QUOTED PASSAGE -
The SHAP meta-model consists of an effect matrix that is dimensionally identical to the original, nominal value data set. The SHAP effect matrix can therefore be disaggregated on a case- or feature-wise basis and summarized accordingly. Here, feature-wise model decomposition reveals that the geospatial distribution of climatic and non-climatic features are markedly different. Non-climatic factors include economic, sociodemographic, vector, and host – associated features. Despite sum total aggregate effect being roughly equivalent to that of climatic risk, non-climatic risk extends into areas where WNV is otherwise presently contraindicated. This suggests that climate may, in some cases, serve to suppress non-climatic factors associated with increased outbreak risk. Were this to change, the emergence and spread of WNV and other similar diseases might occur far sooner than assumed under current climate change scenarios.

Figure SF2.
  • Download figure
  • Open in new tab
Figure SF2. The SHAP reanalysis remains faithful to global model structure.

In the context of classification tree models, “gain” refers to the degree to which global predictive performance is reduced is reduced when a given feature is removed from the model. Gain is one of the most common metrics used to evaluate feature importance in classification tree models. Feature importance can also be evaluated directly using SHAP by calculating the mean magnitude effect. Lundberg et al. (2020) refer to this as the SHAP score. Here, an almost one-to-one relationship is observed when gain (as calculated per XGBoost) is plotted against the SHAP score. The notable exception is the autocorrelative feature, “Recent History of WNV [Past Year]”. This feature was shown to be important only to a limited proportion of cases (Figure 3). This result demonstrates the degree to which the reannalysis of the XGBoost model substructure allows SHAP to modulate scale- or context-dependent variability of effect for features that are potentially of limited significance.

Figure SF3.
  • Download figure
  • Open in new tab
Figure SF3.

[Stored data entries]
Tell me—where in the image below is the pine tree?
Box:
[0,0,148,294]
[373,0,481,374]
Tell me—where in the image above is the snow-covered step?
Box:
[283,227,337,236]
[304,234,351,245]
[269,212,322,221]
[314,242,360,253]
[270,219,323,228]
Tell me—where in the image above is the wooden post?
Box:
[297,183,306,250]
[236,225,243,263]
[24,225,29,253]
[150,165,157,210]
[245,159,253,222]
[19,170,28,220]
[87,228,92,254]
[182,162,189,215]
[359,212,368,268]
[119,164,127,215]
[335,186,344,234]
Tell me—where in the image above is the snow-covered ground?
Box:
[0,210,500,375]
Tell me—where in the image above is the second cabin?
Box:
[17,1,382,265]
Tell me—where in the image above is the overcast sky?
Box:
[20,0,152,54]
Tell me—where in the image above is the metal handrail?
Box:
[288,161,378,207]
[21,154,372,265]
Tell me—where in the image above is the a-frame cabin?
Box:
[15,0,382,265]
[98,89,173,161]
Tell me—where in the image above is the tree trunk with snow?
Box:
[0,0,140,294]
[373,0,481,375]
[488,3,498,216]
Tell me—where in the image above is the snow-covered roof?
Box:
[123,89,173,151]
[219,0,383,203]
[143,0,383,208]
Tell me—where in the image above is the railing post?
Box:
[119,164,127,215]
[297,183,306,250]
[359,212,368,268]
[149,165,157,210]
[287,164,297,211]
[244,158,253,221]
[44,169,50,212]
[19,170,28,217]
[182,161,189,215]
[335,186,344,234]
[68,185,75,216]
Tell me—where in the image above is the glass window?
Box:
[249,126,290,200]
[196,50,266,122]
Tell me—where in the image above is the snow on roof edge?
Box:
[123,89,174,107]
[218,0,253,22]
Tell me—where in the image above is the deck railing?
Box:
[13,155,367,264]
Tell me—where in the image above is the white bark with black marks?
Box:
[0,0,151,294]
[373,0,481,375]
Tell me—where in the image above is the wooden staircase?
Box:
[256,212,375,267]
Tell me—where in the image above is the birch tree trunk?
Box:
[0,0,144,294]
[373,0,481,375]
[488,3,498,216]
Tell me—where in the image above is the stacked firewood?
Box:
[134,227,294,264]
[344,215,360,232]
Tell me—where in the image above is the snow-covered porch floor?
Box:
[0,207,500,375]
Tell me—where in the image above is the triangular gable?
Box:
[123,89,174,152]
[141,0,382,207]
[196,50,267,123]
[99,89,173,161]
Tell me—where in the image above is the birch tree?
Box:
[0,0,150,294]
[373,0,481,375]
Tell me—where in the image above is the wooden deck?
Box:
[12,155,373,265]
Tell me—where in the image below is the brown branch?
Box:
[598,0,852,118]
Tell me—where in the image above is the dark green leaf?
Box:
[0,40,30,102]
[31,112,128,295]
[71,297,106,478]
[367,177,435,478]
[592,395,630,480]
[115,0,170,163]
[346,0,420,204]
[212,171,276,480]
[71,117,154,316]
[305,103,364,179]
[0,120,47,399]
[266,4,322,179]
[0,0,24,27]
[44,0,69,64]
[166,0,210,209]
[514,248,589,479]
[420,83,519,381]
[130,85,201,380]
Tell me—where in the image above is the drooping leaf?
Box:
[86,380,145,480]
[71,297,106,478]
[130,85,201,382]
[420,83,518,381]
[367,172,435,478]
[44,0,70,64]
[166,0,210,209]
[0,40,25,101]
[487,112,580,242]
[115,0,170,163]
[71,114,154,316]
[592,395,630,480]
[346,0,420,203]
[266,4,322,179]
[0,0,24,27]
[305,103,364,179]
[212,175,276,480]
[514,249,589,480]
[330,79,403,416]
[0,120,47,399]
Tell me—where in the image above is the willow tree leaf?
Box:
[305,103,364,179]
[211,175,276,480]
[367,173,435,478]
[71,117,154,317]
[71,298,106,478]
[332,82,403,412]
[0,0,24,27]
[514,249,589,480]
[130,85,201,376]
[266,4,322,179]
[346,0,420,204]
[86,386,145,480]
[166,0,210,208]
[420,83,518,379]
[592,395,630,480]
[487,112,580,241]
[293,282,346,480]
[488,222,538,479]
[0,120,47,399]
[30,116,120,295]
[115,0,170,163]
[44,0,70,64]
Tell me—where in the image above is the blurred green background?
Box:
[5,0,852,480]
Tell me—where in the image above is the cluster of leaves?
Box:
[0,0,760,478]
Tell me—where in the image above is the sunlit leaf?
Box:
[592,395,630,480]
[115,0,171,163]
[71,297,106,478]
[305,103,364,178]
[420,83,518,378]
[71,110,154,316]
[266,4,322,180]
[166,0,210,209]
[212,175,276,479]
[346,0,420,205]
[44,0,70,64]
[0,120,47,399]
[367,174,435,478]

--

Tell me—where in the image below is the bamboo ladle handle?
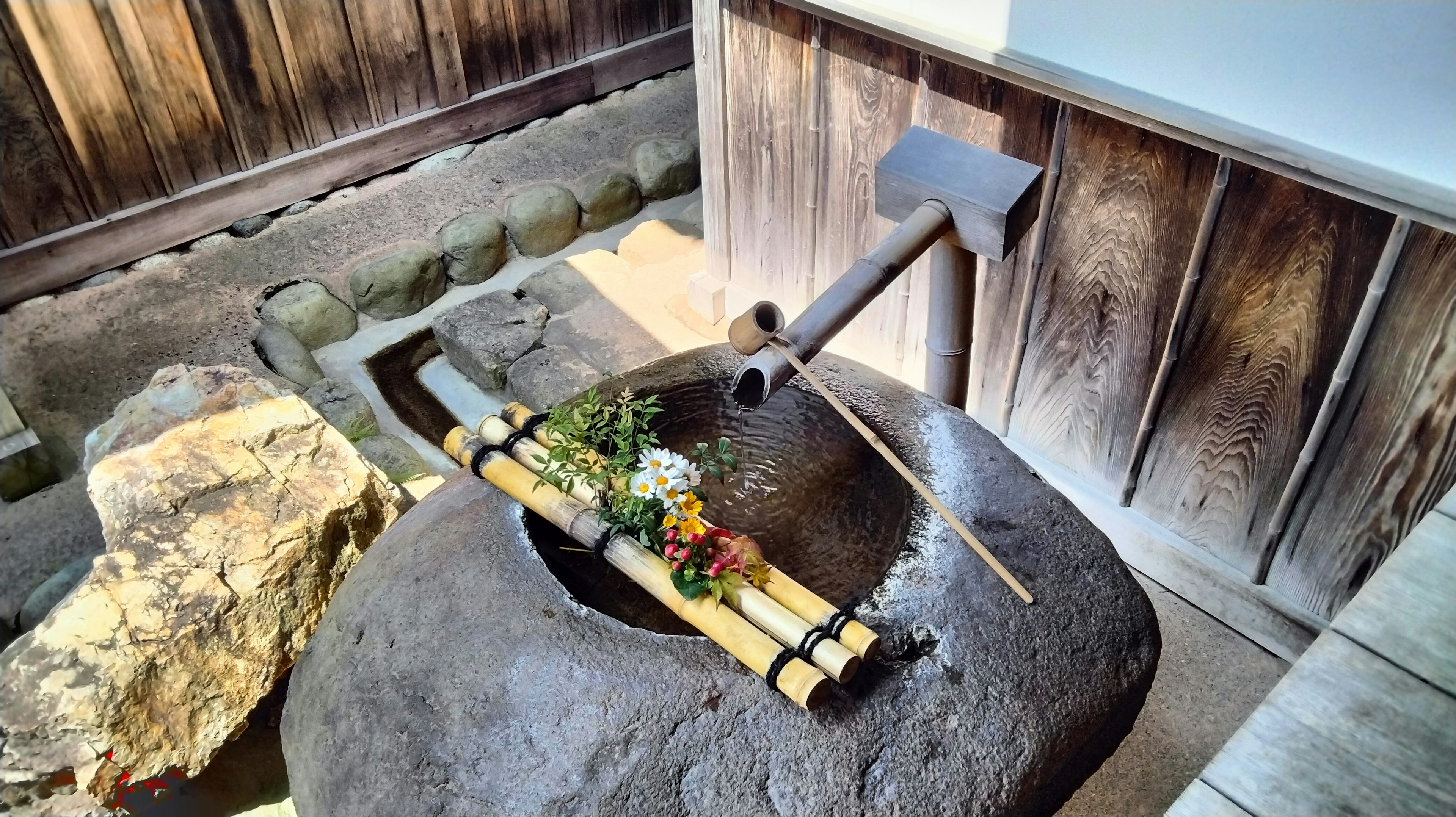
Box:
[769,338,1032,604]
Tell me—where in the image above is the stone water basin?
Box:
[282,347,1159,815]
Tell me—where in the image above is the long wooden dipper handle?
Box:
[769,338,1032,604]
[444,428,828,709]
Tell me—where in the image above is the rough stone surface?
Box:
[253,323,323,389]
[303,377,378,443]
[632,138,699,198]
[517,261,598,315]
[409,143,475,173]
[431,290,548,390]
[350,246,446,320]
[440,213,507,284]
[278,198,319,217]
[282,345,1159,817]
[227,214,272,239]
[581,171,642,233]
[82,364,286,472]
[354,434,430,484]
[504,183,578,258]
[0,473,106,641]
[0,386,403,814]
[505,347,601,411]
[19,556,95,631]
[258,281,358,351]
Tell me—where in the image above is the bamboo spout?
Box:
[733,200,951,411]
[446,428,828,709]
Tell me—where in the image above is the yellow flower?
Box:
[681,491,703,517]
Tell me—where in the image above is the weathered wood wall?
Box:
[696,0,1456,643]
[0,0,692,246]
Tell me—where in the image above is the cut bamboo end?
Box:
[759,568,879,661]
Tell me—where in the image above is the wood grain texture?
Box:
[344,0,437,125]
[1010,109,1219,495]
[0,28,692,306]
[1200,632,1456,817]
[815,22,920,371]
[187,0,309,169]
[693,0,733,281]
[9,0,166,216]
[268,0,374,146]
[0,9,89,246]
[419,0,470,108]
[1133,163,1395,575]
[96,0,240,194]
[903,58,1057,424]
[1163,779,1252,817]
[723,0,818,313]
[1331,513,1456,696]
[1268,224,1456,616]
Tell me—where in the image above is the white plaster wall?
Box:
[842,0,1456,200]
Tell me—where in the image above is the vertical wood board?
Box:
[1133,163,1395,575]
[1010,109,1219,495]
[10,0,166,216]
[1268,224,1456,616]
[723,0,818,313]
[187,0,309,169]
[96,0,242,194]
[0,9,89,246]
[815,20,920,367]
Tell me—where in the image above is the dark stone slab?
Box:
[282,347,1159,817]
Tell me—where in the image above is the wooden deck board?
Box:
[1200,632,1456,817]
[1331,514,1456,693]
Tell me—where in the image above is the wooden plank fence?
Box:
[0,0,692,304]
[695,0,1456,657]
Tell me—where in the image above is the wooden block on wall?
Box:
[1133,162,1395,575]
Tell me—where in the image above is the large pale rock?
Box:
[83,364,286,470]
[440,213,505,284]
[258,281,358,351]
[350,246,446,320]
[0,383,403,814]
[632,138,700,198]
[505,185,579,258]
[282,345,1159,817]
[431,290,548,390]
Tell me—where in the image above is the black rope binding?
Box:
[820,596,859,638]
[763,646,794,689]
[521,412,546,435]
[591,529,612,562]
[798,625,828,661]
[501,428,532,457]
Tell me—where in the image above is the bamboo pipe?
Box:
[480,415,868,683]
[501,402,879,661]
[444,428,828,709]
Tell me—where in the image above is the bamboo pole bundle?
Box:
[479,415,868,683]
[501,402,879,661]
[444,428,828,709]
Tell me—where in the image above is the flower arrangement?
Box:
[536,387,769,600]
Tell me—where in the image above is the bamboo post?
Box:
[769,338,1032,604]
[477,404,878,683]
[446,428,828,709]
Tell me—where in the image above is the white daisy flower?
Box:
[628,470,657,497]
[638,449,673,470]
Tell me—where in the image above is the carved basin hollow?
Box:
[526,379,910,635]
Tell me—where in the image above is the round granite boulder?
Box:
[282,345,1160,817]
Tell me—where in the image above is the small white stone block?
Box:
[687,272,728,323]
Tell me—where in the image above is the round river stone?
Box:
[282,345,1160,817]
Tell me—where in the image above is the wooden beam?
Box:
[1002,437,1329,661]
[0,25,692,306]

WORK INSTRUCTIONS - Decide whether each statement below agrees with the passage on the SHAP reanalysis, answering yes or no and quoting the words of the passage that settle it. 1. The SHAP effect matrix has the same dimensions as the original data set. 2. The feature "Recent History of WNV [Past Year]" was important to most cases. 3. Gain and the SHAP score show only a weak relationship.

EXERCISE SOLUTION -
1. Yes: "an effect matrix that is dimensionally identical to the original, nominal value data set"
2. No: "This feature was shown to be important only to a limited proportion of cases"
3. No: "an almost one-to-one relationship is observed when gain (as calculated per XGBoost) is plotted against the SHAP score"